■ **REQUIRED TASK A**: Format as a numbered list the lines in the rows below from the line containing "Subject: person wearing cap" up to and including the line containing "xmin=100 ymin=30 xmax=123 ymax=115", leaving out blank lines. Include no other lines.

■ **SELECTED PASSAGE**:
- - -

Either is defined as a generic type with two branches - success and failure: Either<TResult, TError>. It can appear in two forms, where it contains an object of TResult, or where it contains an object of TError. It cannot appear in both states at once, or in none of them. Therefore, if one possesses an Either instance, it either contains a successfully produced result, or contains an error object.
Either and Exceptions
Either type is replacing exceptions in those scenarios where exception would represent an event important to the domain. It doesn't replace exceptions in other scenarios, though.
Story about exceptions is a long one, spanning from unwanted side-effects to plain leaky abstractions. By the way, leaky abstractions are the reason why use of the throws keyword has faded over time in the Java language.

- - -

■ **DATA FOR PROCESSING**:
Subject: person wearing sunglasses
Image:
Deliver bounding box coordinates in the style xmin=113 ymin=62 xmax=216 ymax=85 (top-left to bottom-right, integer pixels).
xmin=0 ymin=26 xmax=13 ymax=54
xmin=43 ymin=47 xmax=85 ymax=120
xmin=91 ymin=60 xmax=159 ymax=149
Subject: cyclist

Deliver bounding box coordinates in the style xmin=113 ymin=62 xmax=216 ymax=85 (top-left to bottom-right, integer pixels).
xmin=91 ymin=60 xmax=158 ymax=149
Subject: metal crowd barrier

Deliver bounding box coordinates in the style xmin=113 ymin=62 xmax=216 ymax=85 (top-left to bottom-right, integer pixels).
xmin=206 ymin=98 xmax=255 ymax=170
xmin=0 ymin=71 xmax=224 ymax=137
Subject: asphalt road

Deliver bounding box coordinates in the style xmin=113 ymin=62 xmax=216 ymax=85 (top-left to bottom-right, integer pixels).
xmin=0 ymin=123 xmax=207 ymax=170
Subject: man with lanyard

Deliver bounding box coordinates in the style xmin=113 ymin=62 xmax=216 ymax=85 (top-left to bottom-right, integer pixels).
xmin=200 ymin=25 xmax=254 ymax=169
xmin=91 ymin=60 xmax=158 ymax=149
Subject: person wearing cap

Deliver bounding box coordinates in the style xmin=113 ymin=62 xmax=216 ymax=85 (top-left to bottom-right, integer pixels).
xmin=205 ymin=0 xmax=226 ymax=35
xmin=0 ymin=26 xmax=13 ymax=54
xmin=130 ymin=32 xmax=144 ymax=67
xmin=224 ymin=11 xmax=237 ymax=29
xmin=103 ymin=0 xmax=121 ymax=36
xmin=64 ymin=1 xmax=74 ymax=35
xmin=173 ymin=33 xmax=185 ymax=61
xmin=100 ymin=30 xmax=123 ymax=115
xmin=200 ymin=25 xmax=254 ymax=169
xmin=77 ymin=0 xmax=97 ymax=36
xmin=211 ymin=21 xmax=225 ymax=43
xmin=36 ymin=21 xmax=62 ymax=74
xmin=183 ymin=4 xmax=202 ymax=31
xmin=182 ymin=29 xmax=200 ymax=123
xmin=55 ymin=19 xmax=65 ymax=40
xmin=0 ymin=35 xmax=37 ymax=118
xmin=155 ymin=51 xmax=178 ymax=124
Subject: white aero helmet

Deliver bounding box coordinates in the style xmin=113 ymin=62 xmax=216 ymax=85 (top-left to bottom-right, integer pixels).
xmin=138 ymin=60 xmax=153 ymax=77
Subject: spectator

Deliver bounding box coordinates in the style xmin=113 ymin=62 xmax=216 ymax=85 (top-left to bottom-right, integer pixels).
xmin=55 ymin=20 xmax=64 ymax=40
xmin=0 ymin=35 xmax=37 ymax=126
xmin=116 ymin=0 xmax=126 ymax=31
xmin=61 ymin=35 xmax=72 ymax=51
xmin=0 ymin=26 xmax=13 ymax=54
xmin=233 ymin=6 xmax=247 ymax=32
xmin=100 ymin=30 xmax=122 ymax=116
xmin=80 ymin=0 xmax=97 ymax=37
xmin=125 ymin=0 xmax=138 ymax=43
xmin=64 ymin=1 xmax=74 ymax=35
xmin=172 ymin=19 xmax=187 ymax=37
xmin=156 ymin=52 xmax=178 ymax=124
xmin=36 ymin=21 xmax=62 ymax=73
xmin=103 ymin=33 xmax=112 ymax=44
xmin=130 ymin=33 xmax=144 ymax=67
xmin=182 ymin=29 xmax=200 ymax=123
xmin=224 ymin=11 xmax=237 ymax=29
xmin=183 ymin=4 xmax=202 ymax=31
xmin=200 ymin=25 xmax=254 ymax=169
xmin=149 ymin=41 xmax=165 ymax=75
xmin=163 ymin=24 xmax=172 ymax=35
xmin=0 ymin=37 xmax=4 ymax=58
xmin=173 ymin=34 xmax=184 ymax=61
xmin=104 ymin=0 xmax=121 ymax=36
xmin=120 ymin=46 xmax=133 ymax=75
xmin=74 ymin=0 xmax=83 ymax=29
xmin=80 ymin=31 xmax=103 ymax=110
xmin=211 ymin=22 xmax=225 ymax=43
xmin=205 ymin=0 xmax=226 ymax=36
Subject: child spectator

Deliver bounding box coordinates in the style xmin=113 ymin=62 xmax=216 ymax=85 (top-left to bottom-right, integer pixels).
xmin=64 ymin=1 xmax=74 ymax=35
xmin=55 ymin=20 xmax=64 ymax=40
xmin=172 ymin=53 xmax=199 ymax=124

- - -

■ **REQUIRED TASK B**: Write out the passage on the Either type again in full, word for word.

■ **EXERCISE RESPONSE A**:
1. Subject: person wearing cap
2. Deliver bounding box coordinates in the style xmin=113 ymin=62 xmax=216 ymax=85 (top-left to bottom-right, integer pixels).
3. xmin=205 ymin=0 xmax=226 ymax=35
4. xmin=0 ymin=26 xmax=13 ymax=54
5. xmin=130 ymin=32 xmax=144 ymax=67
6. xmin=224 ymin=11 xmax=237 ymax=29
7. xmin=103 ymin=0 xmax=121 ymax=36
8. xmin=64 ymin=1 xmax=74 ymax=35
9. xmin=173 ymin=33 xmax=185 ymax=61
10. xmin=100 ymin=30 xmax=123 ymax=115

■ **EXERCISE RESPONSE B**:
Either is defined as a generic type with two branches - success and failure: Either<TResult, TError>. It can appear in two forms, where it contains an object of TResult, or where it contains an object of TError. It cannot appear in both states at once, or in none of them. Therefore, if one possesses an Either instance, it either contains a successfully produced result, or contains an error object.
Either and Exceptions
Either type is replacing exceptions in those scenarios where exception would represent an event important to the domain. It doesn't replace exceptions in other scenarios, though.
Story about exceptions is a long one, spanning from unwanted side-effects to plain leaky abstractions. By the way, leaky abstractions are the reason why use of the throws keyword has faded over time in the Java language.